TASK GOAL> Exactly as shown below, retype every line of the data.

(Saved entries)
-=-=-=-=-
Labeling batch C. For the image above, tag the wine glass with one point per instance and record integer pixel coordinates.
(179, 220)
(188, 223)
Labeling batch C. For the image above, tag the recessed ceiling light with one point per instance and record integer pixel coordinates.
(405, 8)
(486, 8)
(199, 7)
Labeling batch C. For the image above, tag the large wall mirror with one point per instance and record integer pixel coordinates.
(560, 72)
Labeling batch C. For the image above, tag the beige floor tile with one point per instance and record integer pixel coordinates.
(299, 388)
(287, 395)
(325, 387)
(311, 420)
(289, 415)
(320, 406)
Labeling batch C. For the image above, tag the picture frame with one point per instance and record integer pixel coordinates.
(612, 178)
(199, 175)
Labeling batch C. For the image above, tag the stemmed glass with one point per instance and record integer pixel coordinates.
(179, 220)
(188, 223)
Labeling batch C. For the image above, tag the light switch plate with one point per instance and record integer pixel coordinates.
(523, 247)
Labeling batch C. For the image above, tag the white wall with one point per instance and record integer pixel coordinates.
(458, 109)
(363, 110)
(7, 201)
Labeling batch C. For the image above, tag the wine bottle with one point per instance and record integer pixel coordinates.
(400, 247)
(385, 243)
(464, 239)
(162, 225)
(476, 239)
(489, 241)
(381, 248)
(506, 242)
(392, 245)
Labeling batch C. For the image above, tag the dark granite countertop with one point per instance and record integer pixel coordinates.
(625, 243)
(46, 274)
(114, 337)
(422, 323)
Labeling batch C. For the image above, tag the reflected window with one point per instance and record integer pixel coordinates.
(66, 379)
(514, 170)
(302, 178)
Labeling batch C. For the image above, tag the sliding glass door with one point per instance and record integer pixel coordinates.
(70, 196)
-=-=-=-=-
SOLVED PROBLEM>
Labeling batch C. For the image above, tag the wine glass with one point per instance and record integer pixel coordinates.
(179, 220)
(188, 223)
Labeling batch C. For the image above, tag the recessed ceiling light with one point per instance and record integer pixel coordinates.
(405, 8)
(486, 8)
(199, 7)
Labeling batch C. For the image above, tag the large wall mirror with one point per instance and record integer pixel coordinates.
(560, 72)
Labeling batch C. For the image above, tag the beige floor tile with one point per instance and record integer pixel coordinates.
(299, 388)
(287, 395)
(325, 387)
(311, 420)
(289, 415)
(320, 406)
Labeling batch C. For the image above, tag the picture frame with one point per instance and record integer pixel coordinates.
(612, 178)
(199, 175)
Labeling batch C. For the image above, tag the stemmed glass with one point per instance and record integer pixel coordinates.
(179, 220)
(188, 223)
Labeling batch C. For the image above, tag the light switch plate with one point per instance and record integer pixel coordinates.
(523, 247)
Labeling batch C. For the image above, tag the white wall with one point per instance and record integer pixel coordinates.
(458, 109)
(363, 110)
(7, 201)
Labeling batch C. For the image above, tag the wine bottle with one point per instance and record integer pixel coordinates.
(400, 247)
(385, 243)
(464, 239)
(162, 225)
(476, 239)
(489, 241)
(381, 248)
(506, 242)
(392, 245)
Labeling batch C. For the image above, tag the dark granite countertop with one point per instance and record integer pixel coordinates.
(625, 243)
(46, 274)
(114, 337)
(422, 323)
Labeling batch C. For the image above, tag the reflected window with one point per instance and record integer pixel coordinates.
(66, 379)
(514, 170)
(302, 178)
Labeling batch C. For the image above, tag the sliding glass door with one point per instance and record integer pixel coordinates.
(70, 196)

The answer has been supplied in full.